> _Tasks_:
• a. In the garden shed thread, what size does the first poster plan to make the shed?
• b. Translate this sentence from the garden shed thread into Spanish: "Tornados come through the neighboring counties several times a year."

> _Text extract_:
——
# Garden shed with a basement?



## januaries (Sep 12, 2003)

The little cabin where I live does not have a basement. Tornados come through the neighboring counties several times a year. My best option at those times is to load up the dogs and cats and drive to a neighbor's basement. 

I'm planning on building a nice little garden/tool shed--maybe 16'x16'--when I'm able, and I was playing with the idea of building it with a basement. Help me think it through: What problems do you see with this idea? Does it sound generally feasible or do you think it would be more trouble than it's worth? I know very little about sheds or basements, and I fear I may be overlooking some obvious points.


----------



## newfieannie (Dec 24, 2006)

You know, this might not be a bad idea.! I don't have a basement either. I don't think we have tornados but just a few years ago we had our first really bad hurricane . who knows. we could have more. I also plan to build a shed this summer and I will be looking forward to some thoughts on this also.


----------



## Maura (Jun 6, 2004)
——
> _Data_:
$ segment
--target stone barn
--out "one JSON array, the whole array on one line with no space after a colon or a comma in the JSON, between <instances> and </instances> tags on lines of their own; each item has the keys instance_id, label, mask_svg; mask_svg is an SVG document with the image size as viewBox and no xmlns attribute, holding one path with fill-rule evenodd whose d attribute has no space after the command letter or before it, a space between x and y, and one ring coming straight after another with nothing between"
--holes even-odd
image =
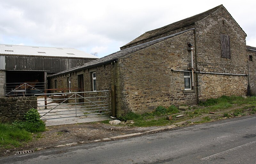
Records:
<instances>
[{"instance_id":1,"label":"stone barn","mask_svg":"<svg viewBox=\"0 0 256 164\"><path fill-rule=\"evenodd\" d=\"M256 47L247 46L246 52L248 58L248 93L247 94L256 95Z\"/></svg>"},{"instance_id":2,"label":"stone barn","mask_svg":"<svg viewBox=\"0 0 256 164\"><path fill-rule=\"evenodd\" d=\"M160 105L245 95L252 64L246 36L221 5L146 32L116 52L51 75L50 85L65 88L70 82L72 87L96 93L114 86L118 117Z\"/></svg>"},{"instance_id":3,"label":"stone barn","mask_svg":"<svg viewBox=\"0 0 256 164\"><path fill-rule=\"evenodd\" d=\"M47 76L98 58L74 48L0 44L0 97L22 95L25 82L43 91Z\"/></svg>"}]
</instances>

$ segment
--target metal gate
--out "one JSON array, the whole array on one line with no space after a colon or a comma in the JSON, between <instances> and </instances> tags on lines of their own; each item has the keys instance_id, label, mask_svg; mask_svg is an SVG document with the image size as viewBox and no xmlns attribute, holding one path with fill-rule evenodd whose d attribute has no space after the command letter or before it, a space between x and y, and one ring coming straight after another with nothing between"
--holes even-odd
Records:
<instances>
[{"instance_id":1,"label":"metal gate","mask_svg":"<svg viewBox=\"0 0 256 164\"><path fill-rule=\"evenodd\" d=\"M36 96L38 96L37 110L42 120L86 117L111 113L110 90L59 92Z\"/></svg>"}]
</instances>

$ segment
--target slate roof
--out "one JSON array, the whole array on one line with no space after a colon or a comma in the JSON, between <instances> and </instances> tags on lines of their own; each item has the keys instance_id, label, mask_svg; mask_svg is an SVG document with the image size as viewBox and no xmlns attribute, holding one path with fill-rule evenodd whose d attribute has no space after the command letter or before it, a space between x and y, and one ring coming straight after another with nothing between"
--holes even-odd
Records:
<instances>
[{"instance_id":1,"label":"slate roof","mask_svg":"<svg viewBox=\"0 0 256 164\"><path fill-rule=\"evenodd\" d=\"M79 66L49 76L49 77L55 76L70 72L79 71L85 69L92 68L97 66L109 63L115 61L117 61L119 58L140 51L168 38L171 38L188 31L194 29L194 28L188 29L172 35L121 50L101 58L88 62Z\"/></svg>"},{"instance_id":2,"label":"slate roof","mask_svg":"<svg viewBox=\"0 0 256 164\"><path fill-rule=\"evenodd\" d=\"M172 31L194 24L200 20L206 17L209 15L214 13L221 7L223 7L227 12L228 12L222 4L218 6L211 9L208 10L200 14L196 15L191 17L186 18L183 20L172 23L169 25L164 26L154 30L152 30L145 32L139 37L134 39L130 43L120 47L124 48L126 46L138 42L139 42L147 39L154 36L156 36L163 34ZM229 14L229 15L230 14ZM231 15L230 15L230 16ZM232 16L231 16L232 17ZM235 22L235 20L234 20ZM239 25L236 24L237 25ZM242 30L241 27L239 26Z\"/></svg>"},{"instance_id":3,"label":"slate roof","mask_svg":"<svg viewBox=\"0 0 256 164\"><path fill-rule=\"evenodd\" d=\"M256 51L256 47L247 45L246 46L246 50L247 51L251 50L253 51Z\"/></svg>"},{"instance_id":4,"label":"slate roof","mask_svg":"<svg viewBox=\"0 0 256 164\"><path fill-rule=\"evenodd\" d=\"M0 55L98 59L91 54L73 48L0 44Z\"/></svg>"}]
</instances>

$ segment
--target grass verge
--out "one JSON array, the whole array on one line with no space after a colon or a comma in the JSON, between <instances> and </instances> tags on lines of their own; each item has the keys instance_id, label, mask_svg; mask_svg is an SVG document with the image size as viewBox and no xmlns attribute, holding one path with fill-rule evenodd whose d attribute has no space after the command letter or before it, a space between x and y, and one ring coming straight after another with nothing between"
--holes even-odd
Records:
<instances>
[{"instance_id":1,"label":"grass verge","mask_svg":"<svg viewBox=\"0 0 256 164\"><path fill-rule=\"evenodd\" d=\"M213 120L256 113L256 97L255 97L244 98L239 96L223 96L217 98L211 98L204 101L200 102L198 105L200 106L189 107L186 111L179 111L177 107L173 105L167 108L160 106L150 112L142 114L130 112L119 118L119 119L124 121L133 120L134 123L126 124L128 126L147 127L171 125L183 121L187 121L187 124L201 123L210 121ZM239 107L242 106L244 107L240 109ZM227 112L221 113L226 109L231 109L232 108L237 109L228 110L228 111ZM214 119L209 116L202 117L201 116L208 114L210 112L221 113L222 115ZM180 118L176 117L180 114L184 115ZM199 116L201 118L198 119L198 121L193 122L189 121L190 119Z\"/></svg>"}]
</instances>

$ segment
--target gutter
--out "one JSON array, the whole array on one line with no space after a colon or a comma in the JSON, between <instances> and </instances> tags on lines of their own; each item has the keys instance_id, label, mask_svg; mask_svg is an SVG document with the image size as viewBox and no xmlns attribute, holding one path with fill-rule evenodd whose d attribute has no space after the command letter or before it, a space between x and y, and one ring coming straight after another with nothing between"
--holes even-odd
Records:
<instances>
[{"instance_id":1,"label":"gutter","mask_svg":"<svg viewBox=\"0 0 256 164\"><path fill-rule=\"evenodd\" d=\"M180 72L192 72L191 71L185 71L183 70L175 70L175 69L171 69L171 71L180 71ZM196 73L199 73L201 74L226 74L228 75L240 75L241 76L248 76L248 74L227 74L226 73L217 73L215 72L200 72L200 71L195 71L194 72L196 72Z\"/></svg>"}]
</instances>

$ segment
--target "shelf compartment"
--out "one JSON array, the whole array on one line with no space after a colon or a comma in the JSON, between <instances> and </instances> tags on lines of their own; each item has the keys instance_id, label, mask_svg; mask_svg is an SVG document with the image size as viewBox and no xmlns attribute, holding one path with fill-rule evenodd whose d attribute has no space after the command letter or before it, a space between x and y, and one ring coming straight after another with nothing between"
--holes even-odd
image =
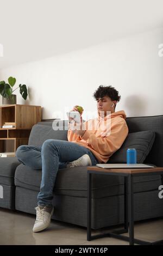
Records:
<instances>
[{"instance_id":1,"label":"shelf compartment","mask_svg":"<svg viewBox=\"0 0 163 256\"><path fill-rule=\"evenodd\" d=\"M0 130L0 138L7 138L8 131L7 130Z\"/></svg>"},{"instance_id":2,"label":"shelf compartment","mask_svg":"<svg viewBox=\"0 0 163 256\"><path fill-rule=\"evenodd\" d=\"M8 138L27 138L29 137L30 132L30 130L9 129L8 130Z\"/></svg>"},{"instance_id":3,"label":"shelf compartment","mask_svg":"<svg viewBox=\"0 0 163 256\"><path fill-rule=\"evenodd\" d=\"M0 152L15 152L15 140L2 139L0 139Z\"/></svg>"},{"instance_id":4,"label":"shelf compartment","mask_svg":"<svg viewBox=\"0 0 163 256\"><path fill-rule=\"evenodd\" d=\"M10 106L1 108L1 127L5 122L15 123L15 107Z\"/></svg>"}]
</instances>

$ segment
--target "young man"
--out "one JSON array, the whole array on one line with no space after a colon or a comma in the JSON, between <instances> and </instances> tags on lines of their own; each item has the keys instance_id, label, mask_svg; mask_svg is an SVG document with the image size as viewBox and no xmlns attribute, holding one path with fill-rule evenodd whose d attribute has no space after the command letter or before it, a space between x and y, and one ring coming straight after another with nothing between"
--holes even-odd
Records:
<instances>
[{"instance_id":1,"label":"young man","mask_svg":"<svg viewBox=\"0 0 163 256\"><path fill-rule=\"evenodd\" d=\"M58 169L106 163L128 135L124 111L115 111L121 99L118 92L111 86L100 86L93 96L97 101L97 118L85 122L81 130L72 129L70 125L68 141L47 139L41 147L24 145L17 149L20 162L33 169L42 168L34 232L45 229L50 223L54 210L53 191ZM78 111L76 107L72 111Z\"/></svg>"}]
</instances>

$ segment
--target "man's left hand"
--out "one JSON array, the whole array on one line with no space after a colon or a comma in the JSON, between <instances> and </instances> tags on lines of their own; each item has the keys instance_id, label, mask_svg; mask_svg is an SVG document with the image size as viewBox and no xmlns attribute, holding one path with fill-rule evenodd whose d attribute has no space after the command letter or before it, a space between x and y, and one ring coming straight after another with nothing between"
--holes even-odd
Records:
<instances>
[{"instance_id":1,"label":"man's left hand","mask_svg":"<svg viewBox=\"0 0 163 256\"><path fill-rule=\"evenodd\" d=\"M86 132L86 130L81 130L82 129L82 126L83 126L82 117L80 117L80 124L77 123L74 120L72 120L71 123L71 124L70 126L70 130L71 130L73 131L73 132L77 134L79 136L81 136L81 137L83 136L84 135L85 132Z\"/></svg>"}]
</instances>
——
> _In response_:
• a. Maybe 16 feet by 16 feet.

• b. Los tornados pasan por los condados vecinos varias veces al año.